■ **REQUIREMENT**: Return the records exactly as they appear, starting at their very beginning and ending after the line containing "85 252 L 78". Leave the pictures out.

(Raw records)
↓↓↓

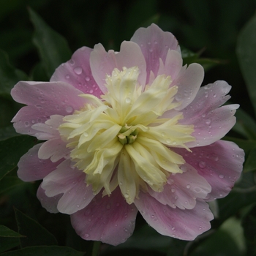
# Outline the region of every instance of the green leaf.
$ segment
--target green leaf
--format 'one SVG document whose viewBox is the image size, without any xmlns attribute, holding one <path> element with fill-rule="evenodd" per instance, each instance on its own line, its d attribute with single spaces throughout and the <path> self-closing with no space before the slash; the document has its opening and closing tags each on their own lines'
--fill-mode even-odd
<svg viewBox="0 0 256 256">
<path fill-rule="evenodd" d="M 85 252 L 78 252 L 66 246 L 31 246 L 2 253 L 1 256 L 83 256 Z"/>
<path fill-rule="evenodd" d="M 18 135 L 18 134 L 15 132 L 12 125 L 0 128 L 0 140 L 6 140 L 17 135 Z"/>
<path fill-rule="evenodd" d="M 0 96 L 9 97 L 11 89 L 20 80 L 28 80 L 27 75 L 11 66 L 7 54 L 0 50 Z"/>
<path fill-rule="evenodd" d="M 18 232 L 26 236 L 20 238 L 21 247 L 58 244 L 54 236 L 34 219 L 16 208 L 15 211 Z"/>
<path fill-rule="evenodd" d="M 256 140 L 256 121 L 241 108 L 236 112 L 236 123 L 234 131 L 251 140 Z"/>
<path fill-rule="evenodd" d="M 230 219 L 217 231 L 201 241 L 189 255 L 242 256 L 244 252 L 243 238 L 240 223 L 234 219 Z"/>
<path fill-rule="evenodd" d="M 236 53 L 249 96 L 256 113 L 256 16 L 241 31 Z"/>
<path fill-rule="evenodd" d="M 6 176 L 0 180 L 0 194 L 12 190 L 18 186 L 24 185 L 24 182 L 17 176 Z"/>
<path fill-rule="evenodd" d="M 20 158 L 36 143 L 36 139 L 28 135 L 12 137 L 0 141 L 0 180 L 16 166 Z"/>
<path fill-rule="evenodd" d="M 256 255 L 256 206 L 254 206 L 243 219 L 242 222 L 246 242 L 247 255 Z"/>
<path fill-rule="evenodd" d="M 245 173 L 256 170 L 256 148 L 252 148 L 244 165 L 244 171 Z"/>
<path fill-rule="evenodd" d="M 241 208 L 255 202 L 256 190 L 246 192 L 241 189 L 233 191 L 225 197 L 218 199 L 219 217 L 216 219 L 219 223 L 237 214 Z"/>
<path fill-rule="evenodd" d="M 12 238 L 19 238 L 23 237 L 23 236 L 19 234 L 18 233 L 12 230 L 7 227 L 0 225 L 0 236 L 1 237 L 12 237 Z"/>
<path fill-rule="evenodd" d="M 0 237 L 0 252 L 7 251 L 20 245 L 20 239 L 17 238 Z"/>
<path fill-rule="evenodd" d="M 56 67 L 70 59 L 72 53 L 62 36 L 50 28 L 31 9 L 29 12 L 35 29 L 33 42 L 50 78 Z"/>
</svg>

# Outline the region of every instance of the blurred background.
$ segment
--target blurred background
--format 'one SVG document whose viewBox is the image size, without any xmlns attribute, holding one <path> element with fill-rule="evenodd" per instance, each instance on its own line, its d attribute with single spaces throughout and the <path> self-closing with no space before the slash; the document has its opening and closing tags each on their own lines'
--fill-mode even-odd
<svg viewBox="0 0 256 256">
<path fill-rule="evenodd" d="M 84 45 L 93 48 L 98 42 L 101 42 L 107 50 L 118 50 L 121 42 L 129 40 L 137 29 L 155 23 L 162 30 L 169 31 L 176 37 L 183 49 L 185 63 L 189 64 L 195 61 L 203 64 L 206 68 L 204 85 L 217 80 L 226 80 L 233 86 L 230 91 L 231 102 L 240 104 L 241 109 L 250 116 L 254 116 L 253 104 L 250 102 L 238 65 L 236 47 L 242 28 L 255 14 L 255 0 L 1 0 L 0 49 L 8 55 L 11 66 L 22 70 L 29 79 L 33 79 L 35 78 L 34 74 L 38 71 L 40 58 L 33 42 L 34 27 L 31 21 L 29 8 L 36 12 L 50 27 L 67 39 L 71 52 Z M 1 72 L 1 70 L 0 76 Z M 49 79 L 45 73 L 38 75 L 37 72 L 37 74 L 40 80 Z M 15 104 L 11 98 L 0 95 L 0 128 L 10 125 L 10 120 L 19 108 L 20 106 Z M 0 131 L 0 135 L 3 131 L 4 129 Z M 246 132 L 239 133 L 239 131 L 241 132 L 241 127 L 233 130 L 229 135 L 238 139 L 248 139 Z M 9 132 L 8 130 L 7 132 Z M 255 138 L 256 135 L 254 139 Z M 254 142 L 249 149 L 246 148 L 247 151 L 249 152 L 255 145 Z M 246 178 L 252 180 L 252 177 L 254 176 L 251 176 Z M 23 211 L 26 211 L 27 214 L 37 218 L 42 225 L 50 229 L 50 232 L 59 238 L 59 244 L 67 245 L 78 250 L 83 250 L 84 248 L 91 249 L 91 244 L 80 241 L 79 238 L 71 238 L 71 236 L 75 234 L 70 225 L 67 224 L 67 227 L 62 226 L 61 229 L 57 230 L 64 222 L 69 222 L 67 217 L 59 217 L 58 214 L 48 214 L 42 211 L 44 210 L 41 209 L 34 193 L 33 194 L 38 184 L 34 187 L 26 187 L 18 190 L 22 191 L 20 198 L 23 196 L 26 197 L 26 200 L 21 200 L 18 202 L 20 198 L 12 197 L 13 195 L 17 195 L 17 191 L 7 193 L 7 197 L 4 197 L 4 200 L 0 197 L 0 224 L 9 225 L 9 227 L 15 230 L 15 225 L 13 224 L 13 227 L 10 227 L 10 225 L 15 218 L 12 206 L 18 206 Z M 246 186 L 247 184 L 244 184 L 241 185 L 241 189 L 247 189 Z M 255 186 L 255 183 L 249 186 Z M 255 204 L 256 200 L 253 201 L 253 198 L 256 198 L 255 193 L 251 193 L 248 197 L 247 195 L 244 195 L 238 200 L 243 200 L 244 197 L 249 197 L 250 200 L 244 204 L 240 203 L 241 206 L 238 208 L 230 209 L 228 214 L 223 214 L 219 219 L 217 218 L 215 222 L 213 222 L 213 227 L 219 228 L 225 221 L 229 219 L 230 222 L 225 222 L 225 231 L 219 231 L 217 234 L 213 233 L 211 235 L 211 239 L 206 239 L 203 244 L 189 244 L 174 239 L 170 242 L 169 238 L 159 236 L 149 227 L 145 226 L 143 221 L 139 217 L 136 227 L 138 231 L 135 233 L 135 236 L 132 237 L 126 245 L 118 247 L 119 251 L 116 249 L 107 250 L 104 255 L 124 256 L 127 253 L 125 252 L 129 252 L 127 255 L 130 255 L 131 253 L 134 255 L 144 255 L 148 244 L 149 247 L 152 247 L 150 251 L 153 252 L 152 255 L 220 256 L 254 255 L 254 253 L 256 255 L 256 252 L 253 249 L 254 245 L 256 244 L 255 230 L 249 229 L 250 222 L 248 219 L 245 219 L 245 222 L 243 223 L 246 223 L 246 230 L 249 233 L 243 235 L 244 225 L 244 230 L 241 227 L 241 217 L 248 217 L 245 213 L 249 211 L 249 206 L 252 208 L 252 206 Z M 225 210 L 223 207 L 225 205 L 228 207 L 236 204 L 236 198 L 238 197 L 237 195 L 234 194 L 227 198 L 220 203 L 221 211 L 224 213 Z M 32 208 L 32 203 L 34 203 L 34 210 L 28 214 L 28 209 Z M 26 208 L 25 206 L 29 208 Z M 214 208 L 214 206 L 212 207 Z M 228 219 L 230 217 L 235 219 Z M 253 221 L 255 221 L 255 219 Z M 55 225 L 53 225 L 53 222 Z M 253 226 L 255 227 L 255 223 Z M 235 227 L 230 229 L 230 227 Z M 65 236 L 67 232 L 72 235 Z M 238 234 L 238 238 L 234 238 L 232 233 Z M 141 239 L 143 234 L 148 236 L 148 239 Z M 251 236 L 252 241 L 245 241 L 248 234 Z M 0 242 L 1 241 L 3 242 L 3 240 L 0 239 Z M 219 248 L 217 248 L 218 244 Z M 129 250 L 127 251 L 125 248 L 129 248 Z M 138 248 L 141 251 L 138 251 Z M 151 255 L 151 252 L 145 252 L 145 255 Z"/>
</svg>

↑↑↑

■ **THE RESULT**:
# Outline the region of every instance of the green leaf.
$ segment
--target green leaf
--format 'one SVG document whose viewBox is the image size, without any xmlns attribute, holding one <path> element with fill-rule="evenodd" per instance, each instance on its own line, its d attribute with single spaces throughout and the <path> self-closing with no space before the slash; the document has its opening and closing tags each on their own lines'
--fill-mode even-odd
<svg viewBox="0 0 256 256">
<path fill-rule="evenodd" d="M 85 252 L 78 252 L 66 246 L 31 246 L 2 253 L 1 256 L 83 256 Z"/>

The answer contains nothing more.